DATA EXTRACT>
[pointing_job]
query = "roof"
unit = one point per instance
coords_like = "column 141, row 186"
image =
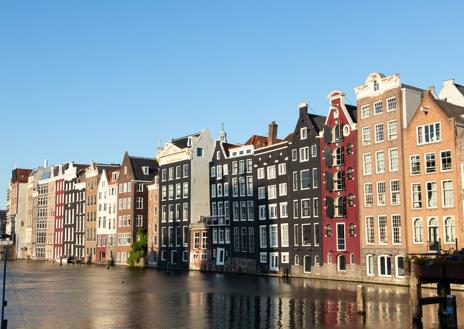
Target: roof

INSTRUCTIONS TO FOLLOW>
Could you return the listing above exactly, minus its pictures?

EXERCISE ANSWER>
[pointing_job]
query = "roof"
unit = one point per instance
coords_like = "column 141, row 186"
image =
Target: roof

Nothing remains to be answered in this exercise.